▶ _PROBLEM DETAILS_
Please give each line of the records below as a numbered list, with blank lines left out.

▶ _DATA RECORDS_
'''

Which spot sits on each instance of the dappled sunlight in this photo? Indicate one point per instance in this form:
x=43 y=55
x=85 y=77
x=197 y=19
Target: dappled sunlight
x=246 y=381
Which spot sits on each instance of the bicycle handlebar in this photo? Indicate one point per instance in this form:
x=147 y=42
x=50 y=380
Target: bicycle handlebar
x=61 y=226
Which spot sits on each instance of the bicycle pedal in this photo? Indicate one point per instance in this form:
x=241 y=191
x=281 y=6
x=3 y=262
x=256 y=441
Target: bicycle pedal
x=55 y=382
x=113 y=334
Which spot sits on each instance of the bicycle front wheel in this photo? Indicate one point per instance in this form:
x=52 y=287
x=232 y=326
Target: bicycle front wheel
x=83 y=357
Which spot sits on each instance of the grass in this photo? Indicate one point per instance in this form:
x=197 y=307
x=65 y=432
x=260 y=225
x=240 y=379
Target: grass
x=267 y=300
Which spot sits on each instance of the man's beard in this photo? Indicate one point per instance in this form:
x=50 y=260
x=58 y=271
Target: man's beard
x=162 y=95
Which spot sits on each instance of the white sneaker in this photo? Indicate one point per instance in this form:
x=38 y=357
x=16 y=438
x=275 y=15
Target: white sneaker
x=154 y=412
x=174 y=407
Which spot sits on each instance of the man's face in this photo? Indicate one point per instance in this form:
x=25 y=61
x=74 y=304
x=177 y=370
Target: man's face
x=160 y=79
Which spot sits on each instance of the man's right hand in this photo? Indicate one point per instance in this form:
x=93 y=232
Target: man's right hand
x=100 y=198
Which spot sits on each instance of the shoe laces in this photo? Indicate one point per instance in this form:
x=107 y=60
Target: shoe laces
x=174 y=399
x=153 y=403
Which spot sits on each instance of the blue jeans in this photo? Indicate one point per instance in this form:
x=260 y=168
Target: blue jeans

'''

▶ _CORRECT RESULT_
1. Which spot sits on each instance of the dappled sunlight in this photo? Indicate one point per instance in this form:
2. x=43 y=55
3. x=85 y=77
4. x=197 y=19
5. Target: dappled sunlight
6. x=246 y=381
7. Which spot sits on each instance of the bicycle handlebar in this photo? Indicate one point per instance in this form:
8. x=147 y=42
9. x=50 y=380
10. Target: bicycle handlebar
11. x=61 y=226
12. Which spot sits on each instance of the bicycle pedal in this photo? Indicate one point per instance in this form:
13. x=241 y=191
14. x=281 y=6
15. x=3 y=262
16. x=256 y=441
17. Target: bicycle pedal
18. x=55 y=382
19. x=113 y=334
20. Which spot sits on each instance of the bicycle front wheel in this photo? Indicate one point per instance in this form:
21. x=52 y=287
22. x=232 y=326
23. Target: bicycle front wheel
24. x=83 y=357
25. Which spot sits on each instance of the grass in this photo? Indicate one point per instance in this form:
26. x=197 y=307
27. x=65 y=432
28. x=260 y=225
29. x=240 y=379
30. Target: grass
31. x=267 y=300
32. Which spot sits on each instance of the man's beard in this photo? Indicate one point per instance in this form:
33. x=50 y=260
34. x=58 y=271
35. Target: man's beard
36. x=162 y=95
37. Which spot sits on each instance of the white sneaker in this photo? Indicate one point per instance in this form:
38. x=38 y=357
39. x=16 y=438
40. x=275 y=15
41. Target: white sneaker
42. x=154 y=412
43. x=174 y=407
44. Which spot sits on each instance of the man's face in this photo? Indicate one point per instance in this form:
45. x=25 y=61
46. x=74 y=304
47. x=177 y=370
48. Target: man's face
49. x=160 y=79
50. Which spot sits on each instance of the man's right hand in this photo? Indicate one point per instance in this form:
51. x=93 y=232
52. Target: man's right hand
53. x=100 y=198
54. Which spot sits on each instance of the shoe laces in this photo? Indicate one point per instance in this form:
55. x=107 y=60
56. Target: shoe laces
57. x=174 y=399
58. x=153 y=403
59. Which spot sits on each instance of the blue jeans in this photo? Indicate one point per instance in this form:
60. x=260 y=168
61. Target: blue jeans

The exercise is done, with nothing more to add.